Records from a data collection:
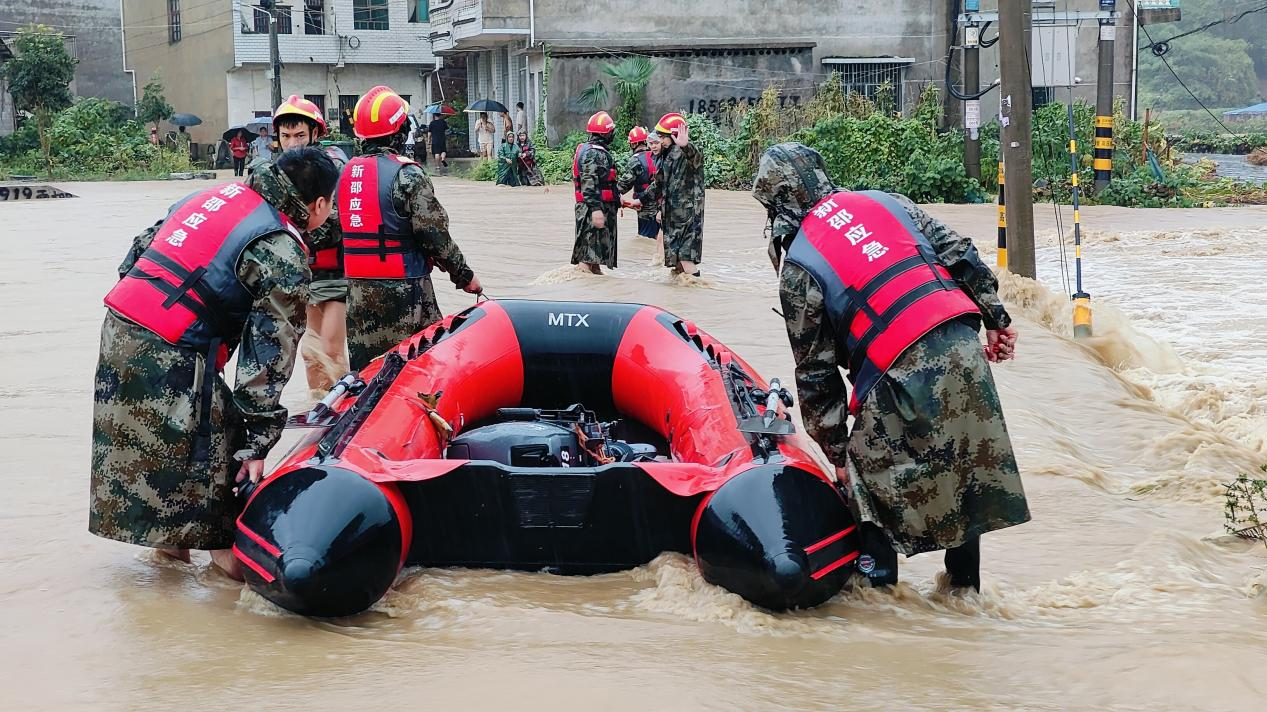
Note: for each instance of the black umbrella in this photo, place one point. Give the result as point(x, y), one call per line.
point(254, 126)
point(235, 131)
point(184, 120)
point(488, 105)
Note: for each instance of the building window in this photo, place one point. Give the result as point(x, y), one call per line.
point(346, 103)
point(319, 99)
point(867, 76)
point(370, 14)
point(172, 20)
point(314, 17)
point(261, 20)
point(420, 10)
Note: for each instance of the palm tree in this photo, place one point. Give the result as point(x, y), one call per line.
point(629, 79)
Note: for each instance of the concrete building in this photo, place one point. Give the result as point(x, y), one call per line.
point(93, 36)
point(712, 55)
point(214, 57)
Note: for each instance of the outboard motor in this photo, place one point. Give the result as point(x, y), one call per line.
point(778, 536)
point(323, 541)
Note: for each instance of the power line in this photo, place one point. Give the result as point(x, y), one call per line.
point(1165, 44)
point(1177, 77)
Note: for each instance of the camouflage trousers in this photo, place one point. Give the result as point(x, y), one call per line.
point(930, 460)
point(684, 238)
point(383, 313)
point(146, 488)
point(593, 245)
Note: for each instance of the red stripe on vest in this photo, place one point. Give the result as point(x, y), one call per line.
point(191, 236)
point(859, 238)
point(360, 213)
point(608, 190)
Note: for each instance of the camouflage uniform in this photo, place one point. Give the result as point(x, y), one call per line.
point(383, 313)
point(634, 175)
point(929, 457)
point(593, 245)
point(681, 186)
point(146, 487)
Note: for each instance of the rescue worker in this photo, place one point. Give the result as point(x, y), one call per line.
point(598, 200)
point(874, 285)
point(224, 271)
point(681, 186)
point(298, 123)
point(394, 231)
point(639, 176)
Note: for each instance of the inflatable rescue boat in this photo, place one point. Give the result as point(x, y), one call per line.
point(559, 436)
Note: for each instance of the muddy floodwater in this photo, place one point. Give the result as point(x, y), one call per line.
point(1123, 593)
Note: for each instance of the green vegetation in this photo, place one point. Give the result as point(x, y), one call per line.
point(153, 105)
point(1220, 65)
point(1244, 508)
point(91, 139)
point(39, 79)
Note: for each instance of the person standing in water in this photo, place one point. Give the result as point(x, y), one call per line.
point(298, 123)
point(639, 176)
point(224, 271)
point(681, 186)
point(593, 175)
point(874, 285)
point(394, 229)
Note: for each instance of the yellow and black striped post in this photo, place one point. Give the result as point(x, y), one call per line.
point(1002, 222)
point(1081, 299)
point(1102, 152)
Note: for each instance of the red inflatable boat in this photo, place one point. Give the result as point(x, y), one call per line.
point(561, 436)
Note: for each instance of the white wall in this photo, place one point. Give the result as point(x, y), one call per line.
point(250, 89)
point(404, 42)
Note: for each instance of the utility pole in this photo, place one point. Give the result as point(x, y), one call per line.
point(270, 8)
point(1016, 115)
point(972, 108)
point(1102, 147)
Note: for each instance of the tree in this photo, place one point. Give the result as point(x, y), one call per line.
point(629, 79)
point(39, 79)
point(153, 105)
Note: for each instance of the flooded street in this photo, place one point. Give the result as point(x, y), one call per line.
point(1123, 593)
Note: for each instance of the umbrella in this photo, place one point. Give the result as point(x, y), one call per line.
point(184, 120)
point(235, 131)
point(488, 105)
point(444, 110)
point(254, 126)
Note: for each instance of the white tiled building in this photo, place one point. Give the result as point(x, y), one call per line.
point(332, 51)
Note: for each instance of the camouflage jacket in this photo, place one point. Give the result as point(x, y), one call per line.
point(413, 195)
point(634, 175)
point(274, 269)
point(596, 165)
point(681, 184)
point(819, 354)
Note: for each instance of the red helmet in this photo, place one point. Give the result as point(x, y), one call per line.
point(669, 122)
point(299, 107)
point(601, 123)
point(379, 113)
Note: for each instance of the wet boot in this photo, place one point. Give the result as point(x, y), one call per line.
point(963, 564)
point(877, 558)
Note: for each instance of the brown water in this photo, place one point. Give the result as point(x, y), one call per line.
point(1123, 593)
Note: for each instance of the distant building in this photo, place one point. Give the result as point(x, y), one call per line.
point(214, 57)
point(93, 37)
point(708, 56)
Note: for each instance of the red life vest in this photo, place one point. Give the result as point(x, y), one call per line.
point(378, 242)
point(882, 283)
point(607, 184)
point(185, 286)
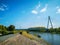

Goal | Convert all of the data above into a Markdown table with the columns Row and Line, giving each line its own numbered row. Omit blank lines, and leave the pictures out of the table.

Solution to this exercise |
| Row | Line |
|---|---|
| 1 | Note: for each instance of the black umbrella in this photo, place one point. Give the result as point(x, y), one call per line. |
| 2 | point(254, 126) |
| 3 | point(235, 131) |
| 4 | point(184, 120) |
| 5 | point(488, 105) |
| 6 | Note: for each instance of the building window in this photo, place one point. Give the result as point(x, y), one call per line. |
| 7 | point(346, 103) |
| 8 | point(319, 99) |
| 9 | point(867, 76) |
| 10 | point(370, 14) |
| 11 | point(172, 20) |
| 12 | point(314, 17) |
| 13 | point(261, 20) |
| 14 | point(420, 10) |
| 15 | Note: for each instance of the palm tree in this photo, place one point. Give the result as point(x, y), one call per line. |
| 16 | point(629, 79) |
| 17 | Note: for each instance of the concrete building in this photo, place one point. Give the result as point(x, y), one call per line. |
| 18 | point(93, 36) |
| 19 | point(712, 55) |
| 20 | point(214, 57) |
| 21 | Note: for each instance of the outboard motor in this photo, place one point. Give the result as point(x, y), one call per line. |
| 22 | point(778, 536) |
| 23 | point(323, 541) |
| 24 | Note: for each instance of the power line in this photo, place one point. Give the result as point(x, y), one call per line. |
| 25 | point(1165, 44) |
| 26 | point(1177, 77) |
| 27 | Note: for each instance of the camouflage trousers in this photo, place one point. Give the result as point(x, y), one call per line. |
| 28 | point(930, 460) |
| 29 | point(684, 238) |
| 30 | point(383, 313) |
| 31 | point(146, 488) |
| 32 | point(593, 245) |
| 33 | Note: for each instance of the red stripe on vest in this photo, place one point. Give the result as point(x, y), one call per line. |
| 34 | point(191, 236) |
| 35 | point(859, 238) |
| 36 | point(360, 213) |
| 37 | point(608, 190) |
| 38 | Note: for each instance of the camouflage uniform in this photo, place one point. Give the result as point(x, y), one call per line. |
| 39 | point(383, 313) |
| 40 | point(634, 175) |
| 41 | point(929, 457) |
| 42 | point(593, 245) |
| 43 | point(681, 186) |
| 44 | point(146, 487) |
| 45 | Note: for each instance of the rescue worker in this photo, place one point. Give the result as point(x, y), one call per line. |
| 46 | point(598, 200) |
| 47 | point(874, 285) |
| 48 | point(224, 271) |
| 49 | point(681, 186) |
| 50 | point(298, 123) |
| 51 | point(394, 231) |
| 52 | point(639, 176) |
| 53 | Note: for each instance of the inflatable rescue boat in this photo, place one point. Give the result as point(x, y), one call per line. |
| 54 | point(559, 436) |
| 55 | Note: for each instance of the muddy floodwater in this photo, place one point. Give the result as point(x, y), one call per line. |
| 56 | point(1123, 593) |
| 57 | Note: for each instance of the green vegetation in this photo, place one point. Give the result as point(x, y), one call per line. |
| 58 | point(153, 105) |
| 59 | point(1220, 65) |
| 60 | point(1244, 508) |
| 61 | point(91, 139) |
| 62 | point(39, 79) |
| 63 | Note: for each instance of the person standing in water in this photo, place one point. Give the result as point(x, y), one call per line. |
| 64 | point(298, 123) |
| 65 | point(639, 176) |
| 66 | point(224, 271) |
| 67 | point(681, 186) |
| 68 | point(593, 175) |
| 69 | point(874, 285) |
| 70 | point(394, 229) |
| 71 | Note: for each instance of the yellow and black striped post in this photo, place one point. Give the result as point(x, y), one call per line. |
| 72 | point(1002, 222) |
| 73 | point(1081, 299) |
| 74 | point(1102, 152) |
| 75 | Note: for each instance of the red inflatable boat in this photo, place one point. Give the result as point(x, y), one call per line. |
| 76 | point(561, 436) |
| 77 | Note: for each instance of the white wall in this photo, place one point. Give the result as point(x, y), one call per line. |
| 78 | point(250, 89) |
| 79 | point(404, 42) |
| 80 | Note: for each instance of the utility pole in this photo, place one point. Give the result as point(x, y), one call per line. |
| 81 | point(270, 8) |
| 82 | point(1016, 115) |
| 83 | point(972, 108) |
| 84 | point(1102, 147) |
| 85 | Note: for each instance of the tree in this photo, place one point. Give the result as point(x, y), one call per line. |
| 86 | point(629, 79) |
| 87 | point(39, 79) |
| 88 | point(153, 105) |
| 89 | Note: for each instance of the flooded street in this photo, place one point. Give the result as point(x, y), one call per line. |
| 90 | point(1123, 593) |
| 91 | Note: for each instance of the umbrella in this photo, place one point. Give the result as point(x, y), one call per line. |
| 92 | point(184, 120) |
| 93 | point(235, 131) |
| 94 | point(488, 105) |
| 95 | point(444, 110) |
| 96 | point(254, 126) |
| 97 | Note: for each instance of the white tiled building in this photo, place one point. Give the result as point(x, y), one call per line. |
| 98 | point(332, 51) |
| 99 | Note: for each instance of the camouflage jacket in this photo, place one point. Give the result as point(x, y), one call per line. |
| 100 | point(413, 195) |
| 101 | point(634, 175) |
| 102 | point(274, 269) |
| 103 | point(596, 165) |
| 104 | point(681, 184) |
| 105 | point(819, 354) |
| 106 | Note: for each instance of the red helmet in this photo, place one point. Give the result as point(x, y), one call per line. |
| 107 | point(669, 122) |
| 108 | point(299, 107) |
| 109 | point(601, 123) |
| 110 | point(379, 113) |
| 111 | Note: for each instance of the wet boot in this photo, place one point. Give the result as point(x, y), one call per line. |
| 112 | point(963, 564) |
| 113 | point(877, 558) |
| 114 | Note: for each instance of the brown water in this photo, place one point. Give the result as point(x, y), one call per line. |
| 115 | point(1123, 593) |
| 116 | Note: for each instance of the distant building in this photo, place one point. Give the result as point(x, y), one call per line. |
| 117 | point(214, 57) |
| 118 | point(93, 37) |
| 119 | point(708, 56) |
| 120 | Note: for each instance of the red life vest in this photo, place one point. Give the result as point(x, y), one call per line. |
| 121 | point(378, 242) |
| 122 | point(882, 283) |
| 123 | point(607, 184) |
| 124 | point(185, 286) |